* MATERIAL *
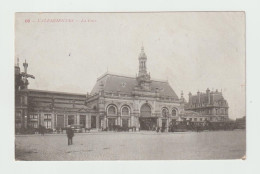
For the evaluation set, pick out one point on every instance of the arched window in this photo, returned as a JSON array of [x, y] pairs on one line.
[[146, 111], [125, 110], [111, 110], [165, 112], [174, 112]]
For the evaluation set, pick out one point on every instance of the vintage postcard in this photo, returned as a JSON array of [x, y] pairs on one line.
[[130, 86]]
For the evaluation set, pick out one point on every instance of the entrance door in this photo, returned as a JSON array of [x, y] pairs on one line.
[[111, 123], [125, 123], [82, 121], [60, 121], [147, 123], [164, 124], [93, 122]]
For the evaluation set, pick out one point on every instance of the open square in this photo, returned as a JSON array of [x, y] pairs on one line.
[[133, 146]]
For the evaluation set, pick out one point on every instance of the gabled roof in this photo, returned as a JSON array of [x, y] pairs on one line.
[[125, 84]]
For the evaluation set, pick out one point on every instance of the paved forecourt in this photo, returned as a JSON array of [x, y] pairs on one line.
[[133, 146]]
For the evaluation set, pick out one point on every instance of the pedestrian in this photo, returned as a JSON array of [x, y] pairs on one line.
[[70, 134]]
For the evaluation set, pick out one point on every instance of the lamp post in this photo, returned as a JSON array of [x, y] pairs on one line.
[[25, 122]]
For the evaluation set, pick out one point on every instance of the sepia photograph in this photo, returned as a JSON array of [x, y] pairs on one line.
[[130, 86]]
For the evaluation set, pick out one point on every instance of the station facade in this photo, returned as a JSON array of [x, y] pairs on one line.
[[115, 100]]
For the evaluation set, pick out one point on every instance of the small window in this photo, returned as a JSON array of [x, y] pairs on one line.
[[47, 116], [164, 112], [125, 111], [111, 110], [174, 112], [123, 84]]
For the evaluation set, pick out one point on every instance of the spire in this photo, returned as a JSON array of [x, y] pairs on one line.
[[25, 65], [142, 62], [17, 61]]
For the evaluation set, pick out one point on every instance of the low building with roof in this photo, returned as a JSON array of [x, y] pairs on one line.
[[138, 102], [211, 106]]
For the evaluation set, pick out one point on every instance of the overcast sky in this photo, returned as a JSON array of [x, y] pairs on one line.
[[193, 50]]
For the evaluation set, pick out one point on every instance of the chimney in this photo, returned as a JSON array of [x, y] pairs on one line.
[[208, 94]]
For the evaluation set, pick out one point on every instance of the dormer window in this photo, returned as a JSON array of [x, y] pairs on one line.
[[123, 84]]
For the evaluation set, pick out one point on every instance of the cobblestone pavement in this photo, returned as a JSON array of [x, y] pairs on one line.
[[132, 146]]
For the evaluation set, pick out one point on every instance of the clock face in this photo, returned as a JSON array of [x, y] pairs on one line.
[[123, 84], [164, 113]]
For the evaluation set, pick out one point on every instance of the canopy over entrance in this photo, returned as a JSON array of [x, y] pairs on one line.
[[146, 111]]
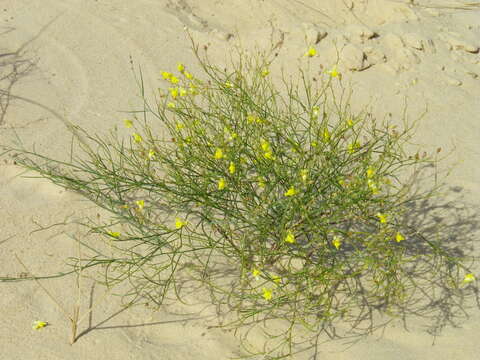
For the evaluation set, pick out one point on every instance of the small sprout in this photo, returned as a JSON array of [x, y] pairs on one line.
[[267, 294], [179, 223], [218, 154], [114, 234], [231, 168], [37, 325], [469, 278], [166, 75], [128, 123], [304, 174]]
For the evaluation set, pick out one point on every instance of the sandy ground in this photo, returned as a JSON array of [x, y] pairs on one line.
[[426, 52]]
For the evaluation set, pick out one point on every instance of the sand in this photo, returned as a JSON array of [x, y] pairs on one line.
[[74, 65]]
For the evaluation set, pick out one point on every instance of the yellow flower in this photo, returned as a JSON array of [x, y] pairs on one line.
[[137, 137], [114, 234], [268, 155], [261, 182], [173, 92], [373, 186], [311, 52], [231, 167], [221, 184], [179, 223], [151, 154], [336, 242], [218, 154], [399, 237], [468, 278], [39, 324], [304, 174], [265, 145], [291, 192], [370, 172], [267, 294], [276, 279], [326, 135], [140, 204], [382, 218], [334, 72], [290, 238], [166, 75]]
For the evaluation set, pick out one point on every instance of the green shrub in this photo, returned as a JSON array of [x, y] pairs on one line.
[[284, 205]]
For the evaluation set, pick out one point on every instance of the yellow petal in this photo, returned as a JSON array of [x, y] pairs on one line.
[[231, 168], [290, 192], [218, 153], [399, 237], [267, 294]]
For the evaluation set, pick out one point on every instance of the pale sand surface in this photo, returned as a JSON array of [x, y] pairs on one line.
[[82, 73]]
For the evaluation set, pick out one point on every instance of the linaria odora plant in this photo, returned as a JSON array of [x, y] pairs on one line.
[[287, 205]]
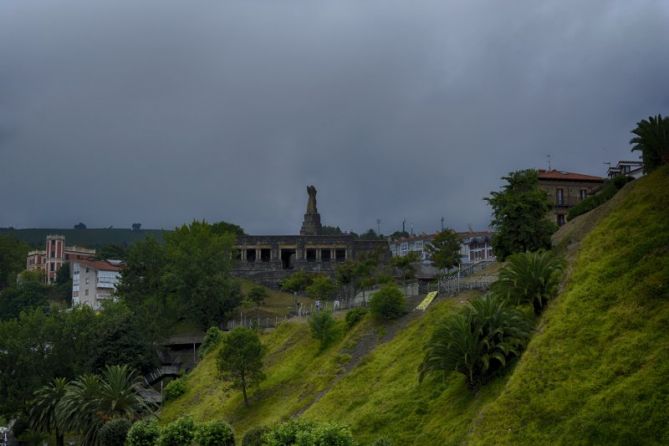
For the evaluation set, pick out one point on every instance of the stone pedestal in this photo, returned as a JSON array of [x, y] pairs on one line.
[[311, 224]]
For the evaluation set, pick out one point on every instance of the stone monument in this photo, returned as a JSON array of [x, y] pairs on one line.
[[312, 219]]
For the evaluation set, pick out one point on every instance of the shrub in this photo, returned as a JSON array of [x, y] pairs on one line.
[[254, 436], [605, 194], [531, 277], [354, 316], [323, 328], [177, 433], [114, 432], [143, 433], [388, 303], [477, 342], [174, 389], [215, 433], [307, 433], [211, 340]]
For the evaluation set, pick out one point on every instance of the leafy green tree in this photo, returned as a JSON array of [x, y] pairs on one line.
[[257, 294], [531, 277], [323, 328], [13, 254], [25, 296], [322, 287], [198, 273], [652, 140], [114, 432], [445, 249], [178, 433], [520, 215], [388, 303], [405, 264], [240, 359], [215, 433], [476, 342], [143, 433], [44, 411]]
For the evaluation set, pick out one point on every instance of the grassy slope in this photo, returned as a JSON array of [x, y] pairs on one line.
[[597, 371], [381, 395]]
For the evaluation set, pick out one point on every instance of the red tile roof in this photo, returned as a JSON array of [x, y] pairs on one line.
[[558, 175], [100, 265]]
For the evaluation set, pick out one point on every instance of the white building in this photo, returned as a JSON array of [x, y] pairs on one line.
[[474, 246], [94, 281]]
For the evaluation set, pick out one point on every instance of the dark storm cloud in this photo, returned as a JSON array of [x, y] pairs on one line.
[[164, 111]]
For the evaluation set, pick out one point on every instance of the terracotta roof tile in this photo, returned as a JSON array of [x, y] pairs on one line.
[[566, 176]]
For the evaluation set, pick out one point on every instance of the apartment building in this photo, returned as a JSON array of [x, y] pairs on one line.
[[55, 254], [94, 281]]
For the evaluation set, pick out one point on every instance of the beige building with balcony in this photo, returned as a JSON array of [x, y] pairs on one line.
[[566, 189]]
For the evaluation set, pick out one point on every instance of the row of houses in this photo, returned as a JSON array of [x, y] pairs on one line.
[[93, 280]]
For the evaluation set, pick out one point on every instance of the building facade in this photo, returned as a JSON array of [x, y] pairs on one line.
[[94, 281], [474, 246], [270, 258], [566, 189], [55, 254]]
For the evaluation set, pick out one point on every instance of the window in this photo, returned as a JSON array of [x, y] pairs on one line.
[[560, 219], [559, 197]]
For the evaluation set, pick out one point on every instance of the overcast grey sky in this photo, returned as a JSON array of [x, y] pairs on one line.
[[160, 112]]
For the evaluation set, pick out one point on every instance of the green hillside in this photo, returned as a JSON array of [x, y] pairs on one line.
[[594, 373], [89, 238]]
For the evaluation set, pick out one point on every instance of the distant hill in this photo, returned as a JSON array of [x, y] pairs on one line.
[[89, 238], [595, 372]]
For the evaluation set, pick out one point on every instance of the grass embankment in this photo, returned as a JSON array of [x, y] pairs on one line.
[[596, 373], [378, 397]]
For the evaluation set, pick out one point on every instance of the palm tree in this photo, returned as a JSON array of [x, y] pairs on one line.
[[45, 414], [531, 277], [477, 342], [93, 400], [652, 140]]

* INSTRUCTIONS FOR THE TASK *
Please pull every row above into your answer, character for character, but leave out the pictures.

* FINISHED TASK *
For the evaluation set, pick out one point on every instance of the arched window in this photo, returned as a JSON array of [x, y] pairs on one line.
[[146, 111], [125, 110], [111, 110], [165, 112], [174, 112]]
For the evaluation set, pick out one point on every instance of the vintage postcard in this photo, returned as a JSON array of [x, y] pairs on one line.
[[130, 86]]
For the evaluation set, pick out one point on every instance of the entrance door in this photo, returned as a JSON array of [x, y] pairs on one line.
[[111, 123], [125, 123], [82, 121], [60, 121], [147, 123], [164, 124], [93, 122]]
For the evaluation set, pick out one point on every instance of the open square in this photo, returned as a JSON array of [x, y] pairs on one line.
[[133, 146]]
For the evaluation set, pick out one point on every instance of the gabled roof in this photo, returned as a JSON array of [x, y] pairs on one line.
[[125, 84]]
For the evaluation set, pick out one point on every instance of the paved forecourt in this photo, returned as a JSON array of [x, y] pairs on one line.
[[133, 146]]
For the evaluation set, pick out one point on every instance of the pedestrian in this photo, returned as a JSON array of [x, y] pairs on one line.
[[70, 134]]
For the evaluation set, pick out one point on every instance of the lamp post in this photo, returned as a JSON array of [x, y] pairs on one line.
[[25, 122]]
For the evaluation set, pick out one point on every instance of the sepia photograph in this photo, returned as a JSON array of [x, y] pairs on one line.
[[130, 86]]
For the evaluation set, pick out one point on every instance of the station facade in this photo, returned as a JSON array of [x, y] pairs on one line.
[[115, 100]]
For the evaluation set, pick out one point on every instance of the small window in this photo, returned as a JSON array of [x, y] pairs on one line.
[[47, 116], [164, 112], [125, 111], [111, 110], [174, 112], [123, 84]]
For the evaluation set, pick out one point on every instance of the spire in this photo, returned as a JSON array of [x, y] pairs on one line.
[[25, 65], [142, 62], [17, 61]]
For the evaluation set, pick out one point on every instance of the low building with roof in this photo, returned as a JSON array of [x, y] pairs on one line.
[[138, 102], [211, 106]]
For the evaluation set, pick out one point on every instance of the overcast sky in this photo, returned as a JSON array of [x, y] pairs on one line.
[[193, 50]]
For the evaluation set, pick out one point on every instance of the chimney in this photo, returned as a JSON array of [x, y] pairs on one line.
[[208, 94]]
For the evaluation set, pick out one point on every instance of the dormer window in this photo, returned as a JSON array of [x, y] pairs on one line.
[[123, 84]]
For the evaluation set, pick out one point on every instance of the cobblestone pavement in this photo, returned as a JSON array of [x, y] pairs on one line.
[[132, 146]]
For the evaluation set, pick out one point on every instance of the clock face in this photo, returned as a JSON array of [x, y] pairs on one line.
[[123, 84], [164, 113]]
For the evaluation set, pick out one point on every instance of the canopy over entrance in this photo, returned as a JSON array of [x, y] pairs on one line.
[[146, 111]]
For the evaluation set, pick out one point on every instance of the small sprout in this photo, returned as a JSON array of [x, y] pairs on one line.
[[267, 294], [179, 223], [218, 154], [114, 234], [231, 168], [37, 325], [469, 278], [166, 75], [128, 123], [304, 174]]
For the evaluation set, pick out one point on every instance of the sandy ground in this photo, returned as a JSON array of [x, y] pairs on one line.
[[426, 52]]
For the evaluation set, pick out one point on every instance of the sand in this photo, returned as a JSON array of [x, y] pairs on one line.
[[74, 65]]
For the evaluation set, pick out one point on every instance of the yellow flower in this photo, returned as a JSON array of [x, y] pairs on one line.
[[137, 137], [114, 234], [268, 155], [261, 182], [173, 92], [373, 186], [311, 52], [231, 167], [221, 184], [179, 223], [151, 154], [336, 242], [218, 154], [399, 237], [468, 278], [39, 324], [304, 174], [265, 145], [291, 192], [370, 172], [267, 294], [276, 279], [326, 135], [140, 204], [382, 218], [334, 72], [290, 238], [166, 75]]
For the evaluation set, pick out one point on every instance of the green shrub in this photo, returned as a JSON array of [x, y] pairs on one line.
[[284, 205]]
For the evaluation set, pick out one point on every instance of the yellow petal in this photo, returned as a JSON array of [x, y] pairs on one line.
[[231, 168], [290, 192], [218, 153], [399, 237], [267, 294]]
For the evaluation set, pick out one point on every instance of the pale sand surface in this photo, returned as a JSON array of [x, y] pairs on one line.
[[82, 73]]
For the evaluation set, pick out one point on every instance of the linaria odora plant in this photo, returned as a JSON array of [x, y] pairs on one line.
[[287, 205]]
For the evaluation set, pick out one point on every instance of the stone pedestal in this photo, returned as a JSON array of [x, y] pairs on one line.
[[311, 224]]
For the evaluation set, pick out one point on every instance of the stone monument in this photo, returned as a JSON array of [x, y] pairs on one line.
[[312, 219]]
For the evaluation set, pick out one point on every instance of the shrub in this photo, returned as a JSON array of [x, y] pairs on one line.
[[254, 436], [605, 194], [531, 277], [354, 316], [323, 328], [177, 433], [114, 432], [143, 433], [388, 303], [477, 342], [174, 389], [215, 433], [307, 433], [211, 340]]
For the evaluation set, pick out one point on every instance of the leafy green tree in this photo, returned as a JSON array of [x, y] pairs on one line.
[[257, 294], [531, 277], [323, 328], [13, 254], [25, 296], [322, 287], [198, 273], [652, 140], [114, 432], [445, 249], [178, 433], [520, 215], [388, 303], [405, 264], [240, 359], [215, 433], [476, 342], [143, 433], [44, 411]]
For the evaluation set, pick out one point on every instance of the grassy slope in this photo, returned as a JSON array of [x, y] pairs on one line.
[[597, 371], [381, 395]]
For the evaluation set, pick out one point on every instance of the red tile roof in this photo, returned as a JSON array of [x, y] pairs on one line.
[[558, 175], [100, 265]]
For the evaluation set, pick out one point on every instance of the white building in this photo, returned as a JSON array of [x, y] pairs on one line.
[[474, 246], [94, 281]]
For the evaluation set, pick out one point on every instance of the dark storm cloud in this photo, returned as a JSON array of [x, y] pairs on one line.
[[164, 111]]
For the evaluation set, pick out one point on every instance of the terracotta roof tile in this photo, returned as a JSON array of [x, y] pairs on one line.
[[566, 176]]
For the evaluation set, pick out one point on every instance of the apartment building in this photo, returned as a JSON array of [x, y] pairs on one line.
[[55, 254], [94, 281]]
For the evaluation set, pick out one point on every instance of the beige building with balcony in this photo, returned as a JSON array of [x, y] pairs on one line.
[[566, 189]]
For the evaluation set, pick out one point on every instance of the row of houses in this photo, returned as a JSON array of [x, y] pairs on one line.
[[93, 280]]
For the evaluation set, pick out one point on every instance of the building facade in this photo, returned as a JSON array of [x, y] pairs on one line.
[[94, 281], [474, 246], [270, 258], [566, 189], [55, 254]]
For the evaluation set, pick out one point on every instance of the window in this photo, returned as a JSON array of [x, y] pairs on one line.
[[560, 219], [559, 197]]
For the evaluation set, pick out one point on every instance of the overcast grey sky in this photo, returned as a JSON array of [x, y] pairs on one line.
[[160, 112]]
For the evaluation set, pick out one point on every instance of the green hillside in this photo, returned as a JSON array of [x, y] pairs on one line.
[[594, 373], [89, 238]]
For the evaluation set, pick out one point on every instance of the distant hill in this photo, returned as a JSON array of [x, y] pairs on one line.
[[89, 238], [595, 372]]
For the evaluation set, pick out one point on every instance of the grass embankment in this photo, returned as a JSON array of [x, y] pairs on one line.
[[596, 373], [378, 397]]
For the evaluation set, pick out one point on every instance of the palm tree in this photo, returned as a JSON array of [x, y] pairs on one line.
[[45, 414], [531, 277], [477, 342], [93, 400], [652, 140]]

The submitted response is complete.